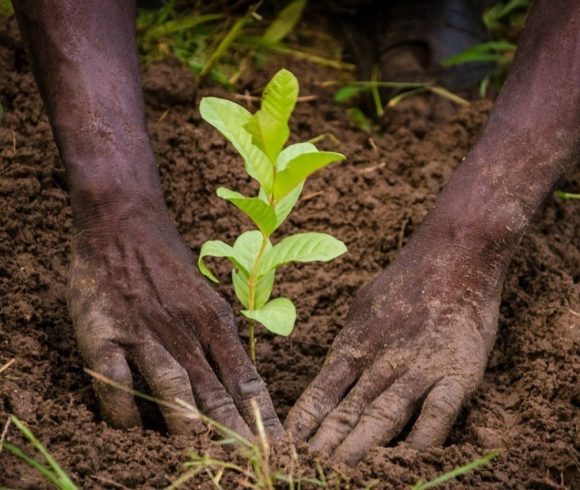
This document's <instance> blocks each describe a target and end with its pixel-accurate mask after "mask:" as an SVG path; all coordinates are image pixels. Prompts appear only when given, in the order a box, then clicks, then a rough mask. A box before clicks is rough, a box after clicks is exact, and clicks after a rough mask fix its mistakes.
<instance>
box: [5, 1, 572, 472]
mask: <svg viewBox="0 0 580 490" xmlns="http://www.w3.org/2000/svg"><path fill="white" fill-rule="evenodd" d="M80 5H81V3H80V2H73V1H69V0H66V1H65V0H60V1H56V0H36V1H32V0H23V1H18V2H15V7H16V10H17V15H18V19H19V23H20V25H21V28H22V30H23V32H24V33H25V35H26V38H27V42H28V45H29V47H30V50H31V54H32V59H33V62H34V68H35V75H36V78H37V81H38V83H39V87H40V90H41V93H42V95H43V98H44V100H45V103H46V106H47V110H48V113H49V117H50V121H51V124H52V127H53V131H54V135H55V139H56V141H57V144H58V146H59V150H60V153H61V157H62V160H63V162H64V164H65V166H66V167H67V171H68V175H69V181H70V189H71V203H72V208H73V216H74V239H73V247H72V265H71V272H70V282H69V305H70V310H71V315H72V318H73V322H74V326H75V331H76V334H77V338H78V341H79V346H80V349H81V353H82V355H83V357H84V359H85V362H86V364H87V365H88V367H90V368H91V369H93V370H95V371H98V372H100V373H102V374H104V375H106V376H107V377H109V378H111V379H113V380H115V381H117V382H119V383H122V384H125V385H130V384H131V379H132V376H131V372H130V369H129V367H128V363H127V361H128V360H130V361H132V362H133V363H134V364H135V365H136V366H137V367H138V369H139V370H140V371H141V372H142V374H143V375H144V376H145V378H146V379H147V381H148V382H149V384H150V385H151V387H152V390H153V392H154V394H155V395H156V396H158V397H159V398H161V399H163V400H167V401H171V400H173V399H174V398H175V397H179V398H182V399H184V400H186V401H188V402H189V403H191V404H196V405H197V406H198V407H199V408H200V409H201V410H202V411H203V412H204V413H206V414H207V415H208V416H210V417H212V418H215V419H217V420H218V421H220V422H222V423H225V424H226V425H228V426H230V427H232V428H234V429H235V430H238V431H240V432H241V433H243V434H246V435H248V434H249V433H250V427H252V426H253V420H252V413H251V410H250V409H249V401H250V399H251V398H257V399H258V401H259V405H260V409H261V412H262V416H263V417H264V419H265V422H266V425H267V427H268V429H269V431H270V433H272V434H273V435H277V434H280V433H281V430H282V429H281V426H280V423H279V421H278V419H277V418H276V415H275V413H274V410H273V407H272V403H271V401H270V398H269V395H268V393H267V391H266V388H265V386H264V383H263V382H262V380H261V379H260V378H259V376H258V375H257V373H256V371H255V369H254V367H253V366H252V364H251V362H250V361H249V359H248V357H247V355H246V354H245V352H244V349H243V347H242V345H241V343H240V339H239V336H238V333H237V328H236V326H235V323H234V320H233V316H232V312H231V309H230V308H229V306H228V305H227V304H226V303H225V302H224V301H223V299H221V298H220V297H219V296H218V295H217V293H215V292H214V291H213V290H212V289H211V288H210V287H209V286H208V285H207V283H206V282H205V281H204V280H202V279H201V278H200V276H199V274H198V273H197V272H195V266H194V265H195V264H194V260H193V258H192V256H191V254H190V252H189V250H188V248H187V247H186V246H185V245H184V244H183V242H182V240H181V238H180V237H179V235H178V233H177V231H176V229H175V226H174V225H173V223H172V222H171V220H170V218H169V213H168V211H167V209H166V206H165V204H164V202H163V197H162V192H161V189H160V185H159V176H158V173H157V169H156V166H155V162H154V157H153V152H152V150H151V147H150V143H149V140H148V136H147V132H146V127H145V121H144V110H143V101H142V96H141V89H140V84H139V78H138V67H137V58H136V53H135V27H134V15H135V11H134V5H132V4H131V2H115V1H112V0H107V1H101V2H91V1H89V2H82V9H81V7H80ZM578 46H580V3H579V2H577V1H576V0H559V1H557V2H549V1H548V0H537V1H536V2H535V4H534V7H533V9H532V12H531V14H530V17H529V21H528V26H527V28H526V30H525V31H524V33H523V35H522V37H521V41H520V45H519V48H518V55H517V57H516V60H515V63H514V67H513V69H512V72H511V74H510V76H509V78H508V80H507V82H506V84H505V86H504V88H503V90H502V93H501V95H500V97H499V99H498V101H497V104H496V107H495V110H494V112H493V114H492V115H491V116H490V118H489V120H488V122H487V124H486V126H485V128H484V131H483V133H482V136H481V137H480V139H479V141H478V143H477V144H476V145H475V146H474V148H473V149H472V151H471V152H470V153H469V154H468V155H467V157H466V159H465V161H464V162H463V163H462V164H461V166H460V167H459V168H458V170H457V171H456V172H455V173H454V174H453V176H452V177H451V179H450V181H449V183H448V185H447V187H446V188H445V190H444V191H443V192H442V193H441V195H440V196H439V198H438V200H437V202H436V205H435V206H434V208H433V209H432V210H431V212H430V213H429V215H428V217H427V218H426V220H425V222H424V224H423V225H422V227H421V228H420V230H419V231H418V232H417V233H416V235H415V236H414V237H413V238H412V240H411V241H410V243H409V244H408V245H407V246H406V247H405V249H404V250H403V251H402V252H401V253H400V255H399V256H398V257H397V259H396V260H395V262H394V263H393V264H392V265H391V266H390V267H389V268H388V269H386V270H385V271H384V272H383V273H382V274H381V275H380V276H379V277H378V278H377V279H376V280H375V281H373V282H372V283H371V284H370V285H368V286H366V287H365V288H363V290H362V291H361V292H360V293H359V294H358V296H357V297H356V298H355V300H354V302H353V305H352V308H351V311H350V314H349V318H348V322H347V325H346V327H345V328H344V329H343V331H342V332H341V333H340V334H339V336H338V337H337V339H336V340H335V342H334V344H333V346H332V348H331V351H330V353H329V355H328V358H327V360H326V362H325V364H324V366H323V368H322V370H321V372H320V374H319V375H318V376H317V377H316V379H315V380H314V381H313V382H312V384H311V385H310V386H309V387H308V389H307V390H306V391H305V392H304V394H303V395H302V396H301V397H300V399H299V400H298V402H297V404H296V406H295V407H294V408H293V409H292V410H291V412H290V414H289V416H288V419H287V421H286V429H287V430H288V431H289V432H291V434H292V435H293V436H294V437H295V438H296V439H297V440H303V441H309V443H310V445H311V446H312V447H313V448H314V449H316V450H320V451H323V452H326V453H328V454H332V455H333V457H335V458H336V459H338V460H341V461H345V462H348V463H355V462H356V461H358V460H360V459H361V458H362V457H363V456H364V454H365V453H366V451H367V450H368V449H369V448H371V447H373V446H376V445H381V444H387V443H389V442H390V441H391V440H393V439H394V438H395V437H396V436H397V435H398V434H399V433H400V432H401V430H402V429H403V428H404V426H405V425H406V423H407V422H408V421H409V420H410V418H411V417H412V415H413V414H414V413H416V412H417V411H419V412H420V414H419V417H418V419H417V421H416V422H415V424H414V426H413V428H412V430H411V433H410V435H409V436H408V437H407V439H406V442H407V443H408V444H409V445H410V446H412V447H414V448H417V449H423V448H426V447H429V446H433V445H439V444H442V443H443V442H444V440H445V438H446V437H447V435H448V433H449V430H450V429H451V426H452V424H453V422H454V420H455V418H456V416H457V414H458V412H459V411H460V409H461V406H462V405H463V404H464V403H465V401H466V400H467V399H468V398H469V396H470V395H471V394H472V393H473V392H474V390H475V389H476V388H477V385H478V384H479V382H480V381H481V379H482V377H483V374H484V370H485V365H486V362H487V358H488V355H489V352H490V350H491V348H492V346H493V342H494V339H495V335H496V330H497V319H498V310H499V301H500V295H501V289H502V285H503V282H504V277H505V272H506V268H507V266H508V264H509V261H510V258H511V256H512V254H513V252H514V249H515V247H516V246H517V244H518V242H519V240H520V238H521V236H522V234H523V233H524V231H525V229H526V227H527V225H528V223H529V221H530V220H531V218H532V216H533V214H534V213H535V212H536V210H537V209H538V208H539V207H540V205H541V203H542V201H543V200H544V199H545V197H546V196H547V195H548V194H549V192H550V190H551V189H552V187H553V186H554V184H555V183H556V181H557V180H558V178H560V176H561V175H562V174H563V173H564V172H565V170H566V169H567V168H569V167H570V166H571V165H572V164H573V163H574V162H575V161H577V159H578V156H579V153H580V136H579V134H580V133H578V131H577V128H578V127H579V126H580V63H578V62H577V59H578V55H579V53H578ZM214 366H215V367H214ZM95 388H96V390H97V394H98V396H99V400H100V403H101V410H102V413H103V416H104V417H105V419H107V420H108V421H109V422H110V423H111V424H112V425H115V426H117V427H129V426H133V425H137V424H138V423H139V415H138V412H137V409H136V407H135V403H134V400H133V398H132V397H131V396H130V395H128V394H126V393H124V392H122V391H119V390H115V389H112V388H109V387H107V386H106V385H103V384H101V383H97V384H96V385H95ZM164 416H165V418H166V420H167V423H168V426H169V427H170V429H171V430H172V431H174V432H188V431H191V430H194V429H195V427H192V425H191V422H189V421H188V420H186V419H184V418H182V417H179V416H176V415H175V414H172V413H168V411H167V410H166V411H165V412H164Z"/></svg>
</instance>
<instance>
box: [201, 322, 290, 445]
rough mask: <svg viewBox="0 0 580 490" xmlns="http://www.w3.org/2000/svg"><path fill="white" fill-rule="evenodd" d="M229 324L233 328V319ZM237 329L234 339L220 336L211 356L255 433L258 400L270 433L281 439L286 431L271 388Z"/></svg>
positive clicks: (215, 344) (242, 413)
mask: <svg viewBox="0 0 580 490" xmlns="http://www.w3.org/2000/svg"><path fill="white" fill-rule="evenodd" d="M228 321H231V322H232V324H233V322H234V320H233V316H232V317H231V320H228ZM234 327H235V326H234ZM234 327H232V328H231V329H230V332H234V333H233V334H232V335H224V336H223V338H220V337H219V336H218V337H216V338H215V340H214V341H213V342H212V343H211V347H210V348H211V354H212V357H213V360H214V361H215V363H216V365H217V366H218V369H219V375H220V378H221V380H222V383H223V384H224V386H225V388H226V390H227V391H228V393H229V394H230V395H231V396H232V398H233V400H234V404H235V405H236V407H237V408H238V410H239V412H240V414H241V415H242V417H243V418H244V420H245V421H246V423H247V424H248V425H249V426H250V427H251V428H252V430H254V432H255V429H256V420H255V419H256V414H255V413H254V412H255V411H254V407H253V406H252V400H255V401H256V403H257V406H258V410H259V412H260V417H261V419H262V423H263V424H264V429H265V430H266V433H267V434H268V435H269V436H271V437H273V438H278V437H279V436H281V435H282V434H283V433H284V429H283V428H282V424H281V423H280V419H279V418H278V415H276V411H275V410H274V404H273V403H272V399H271V398H270V394H269V393H268V388H267V387H266V383H264V381H263V380H262V378H260V376H259V375H258V372H257V371H256V367H255V366H254V364H253V363H252V361H250V358H249V357H248V355H247V354H246V351H245V350H244V348H243V346H242V344H241V342H240V339H239V337H238V335H237V331H236V330H235V328H234ZM220 330H221V329H220ZM226 331H227V329H226Z"/></svg>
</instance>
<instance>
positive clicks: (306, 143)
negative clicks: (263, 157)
mask: <svg viewBox="0 0 580 490" xmlns="http://www.w3.org/2000/svg"><path fill="white" fill-rule="evenodd" d="M316 152H318V148H316V146H314V145H313V144H312V143H295V144H293V145H288V146H287V147H286V148H284V149H283V150H282V151H281V152H280V154H279V155H278V160H277V161H276V168H277V169H278V172H281V171H282V170H284V169H285V168H286V166H287V165H288V162H289V161H290V160H294V158H296V157H297V156H299V155H302V154H304V153H316Z"/></svg>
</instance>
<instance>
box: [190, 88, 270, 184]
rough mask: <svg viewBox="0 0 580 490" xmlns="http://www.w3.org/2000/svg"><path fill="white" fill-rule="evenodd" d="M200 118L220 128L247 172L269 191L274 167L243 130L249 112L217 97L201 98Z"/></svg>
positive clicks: (200, 106) (246, 130) (247, 121)
mask: <svg viewBox="0 0 580 490" xmlns="http://www.w3.org/2000/svg"><path fill="white" fill-rule="evenodd" d="M199 111H200V113H201V117H203V119H205V120H206V121H207V122H208V123H209V124H211V125H212V126H213V127H214V128H216V129H217V130H218V131H220V132H221V133H222V134H223V135H224V137H225V138H226V139H227V140H229V141H230V142H231V143H232V144H233V145H234V147H235V149H236V150H237V151H238V153H239V154H240V155H241V156H242V158H243V159H244V162H245V167H246V172H248V174H249V175H250V176H251V177H253V178H254V179H256V180H257V181H258V182H259V183H260V185H262V186H264V188H265V189H266V190H267V191H268V192H270V190H271V189H272V177H273V175H274V169H273V165H272V162H270V160H269V158H268V157H267V156H266V155H265V154H264V152H262V150H260V149H259V148H258V147H256V146H255V145H254V144H253V143H252V135H251V134H250V133H249V132H248V131H247V130H246V129H244V125H245V124H247V123H248V122H249V121H250V119H251V118H252V115H251V114H250V113H249V112H248V111H247V110H246V109H244V108H243V107H242V106H240V105H239V104H236V103H235V102H232V101H230V100H225V99H219V98H217V97H204V98H203V99H201V103H200V105H199Z"/></svg>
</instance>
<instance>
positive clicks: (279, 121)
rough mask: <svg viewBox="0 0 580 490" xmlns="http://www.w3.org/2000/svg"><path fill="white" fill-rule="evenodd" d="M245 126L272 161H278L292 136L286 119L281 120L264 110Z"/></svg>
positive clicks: (247, 123)
mask: <svg viewBox="0 0 580 490" xmlns="http://www.w3.org/2000/svg"><path fill="white" fill-rule="evenodd" d="M244 127H245V128H246V129H247V130H248V132H249V133H250V134H251V135H252V138H253V142H254V144H255V145H256V146H257V147H258V148H260V150H262V151H263V152H264V153H265V154H266V155H268V158H269V159H270V161H272V162H275V161H276V158H277V157H278V154H279V153H280V150H282V147H283V146H284V143H286V141H287V140H288V137H289V136H290V128H288V124H287V122H286V121H279V120H277V119H275V118H274V116H272V114H270V113H268V112H265V111H263V110H259V111H258V112H256V113H255V114H254V115H253V116H252V119H250V121H249V122H248V123H247V124H246V125H245V126H244Z"/></svg>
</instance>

******************************

▶ Work to complete
Reproduce the items above word for word, starting at their beginning and stopping after the line that contains "box: [5, 1, 572, 472]". Leave the pictures out.

▶ Response below
This document's <instance> blocks each describe a target and end with its pixel-accurate mask after "mask:" as an SVG path; all coordinates are image pixels. Prompts appear only when given, in the order a box, then clicks, then a rough mask. A box before clicks is rough, a box after clicks is exact, and clicks after a rough mask fix its mistakes.
<instance>
box: [5, 1, 572, 472]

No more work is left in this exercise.